__What the exercise asks__:
Quote everything from "Kelatron Corporation, based" down to "dietary supplement customers." in the text on Innophos acquiring Kelatron, word for word.

__Text section__:
* * * * *

New Jersey-based Innophos Holdings, Inc., the leading North American producer of specialty phosphate products for the food, beverage, pharmaceutical, oral care and industrial end markets, announced that it had acquired the Kelatron Corporation. Specialty phosphates acts as flavor enhancers in beverages, electrolytes in sports drinks, texture additives in cheeses, leavening agents in baked goods, calcium and phosphorus sources for nutritional supplements, pharmaceutical excipients and cleaning agents in toothpaste.
Kelatron Corporation, based in Ogden, Utah, is a leading manufacturer of bioactive mineral nutrients. For over 30 years, the company has been a key supplier of specialty minerals and custom blends to manufacturers of nutritional and dietary supplements. Recent investments by Kelatron in upgrading manufacturing facilities and introducing a new line of premium minerals have positioned the company well for future growth. The combination of Kelatron’s micronutrient range of products with the macronutrients of calcium, magnesium, potassium and phosphorus currently manufactured by Innophos is expected to significantly strengthen Innophos’ offering to its food, beverage and dietary supplement customers.

* * * * *

__Information supplied__:
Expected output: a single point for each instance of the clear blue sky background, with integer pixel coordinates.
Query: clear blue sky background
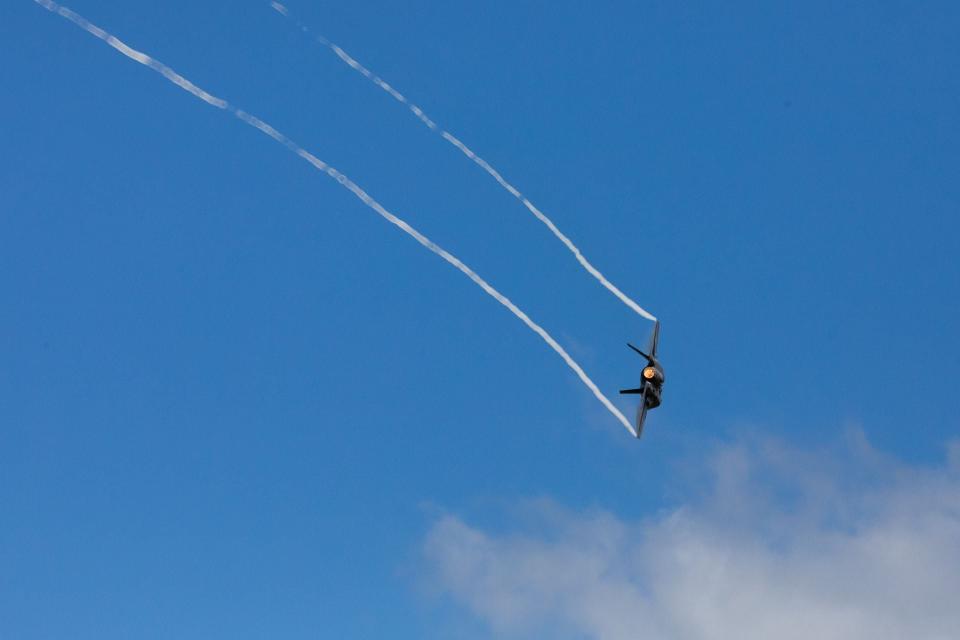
(233, 399)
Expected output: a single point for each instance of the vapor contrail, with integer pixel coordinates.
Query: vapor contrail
(483, 164)
(267, 129)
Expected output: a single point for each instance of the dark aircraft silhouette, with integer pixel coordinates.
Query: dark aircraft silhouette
(651, 379)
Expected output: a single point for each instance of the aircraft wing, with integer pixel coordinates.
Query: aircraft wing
(641, 412)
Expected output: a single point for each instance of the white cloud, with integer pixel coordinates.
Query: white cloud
(784, 543)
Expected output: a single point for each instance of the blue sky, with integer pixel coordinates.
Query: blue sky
(235, 403)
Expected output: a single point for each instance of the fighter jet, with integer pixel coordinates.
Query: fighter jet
(651, 379)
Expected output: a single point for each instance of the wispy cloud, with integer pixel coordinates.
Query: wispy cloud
(344, 181)
(783, 544)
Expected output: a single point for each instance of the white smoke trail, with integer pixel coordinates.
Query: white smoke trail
(483, 164)
(265, 128)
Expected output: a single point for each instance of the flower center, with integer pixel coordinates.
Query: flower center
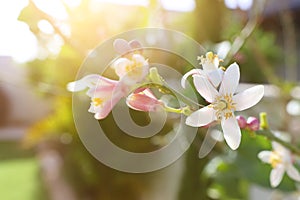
(275, 159)
(97, 101)
(224, 106)
(135, 69)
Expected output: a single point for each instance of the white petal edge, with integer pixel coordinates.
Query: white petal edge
(205, 88)
(248, 97)
(87, 81)
(215, 77)
(201, 117)
(231, 79)
(276, 175)
(232, 132)
(265, 156)
(189, 73)
(293, 173)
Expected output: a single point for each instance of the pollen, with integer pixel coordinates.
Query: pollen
(224, 106)
(97, 101)
(275, 159)
(134, 69)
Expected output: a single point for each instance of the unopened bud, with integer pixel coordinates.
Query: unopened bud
(241, 121)
(253, 123)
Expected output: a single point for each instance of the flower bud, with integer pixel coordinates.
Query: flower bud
(253, 123)
(241, 121)
(143, 101)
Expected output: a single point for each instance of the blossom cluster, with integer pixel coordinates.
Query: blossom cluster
(217, 85)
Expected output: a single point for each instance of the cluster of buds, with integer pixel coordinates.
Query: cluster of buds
(252, 123)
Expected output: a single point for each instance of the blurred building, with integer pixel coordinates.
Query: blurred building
(19, 104)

* * * * *

__Problem solution__:
Kelatron Corporation, based in Ogden, Utah, is a leading manufacturer of bioactive mineral nutrients. For over 30 years, the company has been a key supplier of specialty minerals and custom blends to manufacturers of nutritional and dietary supplements. Recent investments by Kelatron in upgrading manufacturing facilities and introducing a new line of premium minerals have positioned the company well for future growth. The combination of Kelatron’s micronutrient range of products with the macronutrients of calcium, magnesium, potassium and phosphorus currently manufactured by Innophos is expected to significantly strengthen Innophos’ offering to its food, beverage and dietary supplement customers.